╭──

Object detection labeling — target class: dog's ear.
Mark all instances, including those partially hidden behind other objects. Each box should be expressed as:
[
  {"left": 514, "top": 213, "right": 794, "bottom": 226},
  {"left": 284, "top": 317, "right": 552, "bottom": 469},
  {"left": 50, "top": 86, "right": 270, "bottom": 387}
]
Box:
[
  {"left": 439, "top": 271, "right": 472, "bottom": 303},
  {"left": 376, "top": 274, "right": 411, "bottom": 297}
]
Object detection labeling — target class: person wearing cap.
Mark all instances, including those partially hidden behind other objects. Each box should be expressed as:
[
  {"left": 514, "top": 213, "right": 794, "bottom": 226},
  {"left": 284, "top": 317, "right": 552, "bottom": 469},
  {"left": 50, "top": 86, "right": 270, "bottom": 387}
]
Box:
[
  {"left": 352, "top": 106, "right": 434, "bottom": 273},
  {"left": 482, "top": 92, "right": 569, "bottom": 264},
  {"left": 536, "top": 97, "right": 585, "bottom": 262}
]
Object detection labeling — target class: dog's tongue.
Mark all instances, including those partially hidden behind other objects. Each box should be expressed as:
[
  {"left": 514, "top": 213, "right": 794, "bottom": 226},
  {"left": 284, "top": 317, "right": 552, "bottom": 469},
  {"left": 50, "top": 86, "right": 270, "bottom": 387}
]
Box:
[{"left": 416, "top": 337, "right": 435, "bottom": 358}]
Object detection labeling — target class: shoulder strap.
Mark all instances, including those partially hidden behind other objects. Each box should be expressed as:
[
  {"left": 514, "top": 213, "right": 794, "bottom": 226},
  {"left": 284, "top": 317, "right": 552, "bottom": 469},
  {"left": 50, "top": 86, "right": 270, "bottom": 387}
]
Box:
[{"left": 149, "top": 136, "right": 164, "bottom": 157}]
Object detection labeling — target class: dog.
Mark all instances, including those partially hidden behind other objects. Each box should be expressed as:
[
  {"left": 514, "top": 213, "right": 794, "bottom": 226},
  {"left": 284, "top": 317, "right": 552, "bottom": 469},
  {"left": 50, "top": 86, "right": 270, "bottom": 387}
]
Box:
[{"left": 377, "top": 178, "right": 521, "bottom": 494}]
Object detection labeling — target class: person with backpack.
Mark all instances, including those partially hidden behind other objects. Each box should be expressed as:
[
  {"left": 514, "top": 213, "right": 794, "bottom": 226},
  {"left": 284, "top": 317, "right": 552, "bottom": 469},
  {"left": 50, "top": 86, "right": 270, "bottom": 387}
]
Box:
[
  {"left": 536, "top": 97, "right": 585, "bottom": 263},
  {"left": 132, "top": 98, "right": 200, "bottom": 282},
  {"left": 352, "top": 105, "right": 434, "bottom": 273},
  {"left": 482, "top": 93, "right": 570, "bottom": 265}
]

╰──

--- YOUR TASK ---
Copy out the full listing exactly.

--- WORKED SOLUTION ---
Object detection labeling — target class: dog's ear.
Mark all instances, including those partially hidden behind other objects. Each box should be expressed as:
[
  {"left": 514, "top": 213, "right": 794, "bottom": 226},
  {"left": 284, "top": 317, "right": 552, "bottom": 469},
  {"left": 50, "top": 86, "right": 270, "bottom": 387}
]
Box:
[
  {"left": 439, "top": 271, "right": 472, "bottom": 303},
  {"left": 376, "top": 274, "right": 411, "bottom": 297}
]
Object detection labeling — target class: person wearing cap.
Mark all instances, including those partially hidden behind other objects. Each box should be expressed as:
[
  {"left": 514, "top": 213, "right": 794, "bottom": 226},
  {"left": 284, "top": 317, "right": 552, "bottom": 469},
  {"left": 50, "top": 86, "right": 270, "bottom": 387}
]
Box:
[
  {"left": 352, "top": 106, "right": 434, "bottom": 273},
  {"left": 482, "top": 92, "right": 569, "bottom": 264},
  {"left": 536, "top": 97, "right": 585, "bottom": 262}
]
Object detection labeling — target class: dog's tongue.
Mark all instances, including those partially hidden behind other objects. Each box should be expressed as:
[
  {"left": 514, "top": 213, "right": 794, "bottom": 226},
  {"left": 284, "top": 317, "right": 552, "bottom": 469},
  {"left": 50, "top": 86, "right": 270, "bottom": 387}
]
Box:
[{"left": 416, "top": 337, "right": 435, "bottom": 358}]
Object detection labeling — target class: shoulder strap.
Mark all instances, including those partially hidden behind other objects. Each box should be expressed as:
[
  {"left": 514, "top": 213, "right": 794, "bottom": 226},
  {"left": 284, "top": 317, "right": 552, "bottom": 469},
  {"left": 50, "top": 86, "right": 270, "bottom": 387}
]
Box:
[{"left": 149, "top": 136, "right": 164, "bottom": 157}]
Object detection labeling — target class: dog.
Mark all instances, including those partially hidden behind other objects. Each box should be expressed as:
[
  {"left": 514, "top": 213, "right": 794, "bottom": 226},
  {"left": 284, "top": 317, "right": 552, "bottom": 469},
  {"left": 50, "top": 86, "right": 270, "bottom": 387}
]
Box:
[{"left": 377, "top": 178, "right": 521, "bottom": 494}]
Object detection labeling — target class: person with backpack.
Mark all instances, including those partially hidden behind other objects. Each box should be expressed as:
[
  {"left": 514, "top": 213, "right": 794, "bottom": 226},
  {"left": 284, "top": 317, "right": 552, "bottom": 469},
  {"left": 50, "top": 86, "right": 270, "bottom": 387}
]
Box:
[
  {"left": 536, "top": 97, "right": 585, "bottom": 263},
  {"left": 132, "top": 98, "right": 200, "bottom": 282},
  {"left": 352, "top": 105, "right": 434, "bottom": 273},
  {"left": 482, "top": 93, "right": 570, "bottom": 265}
]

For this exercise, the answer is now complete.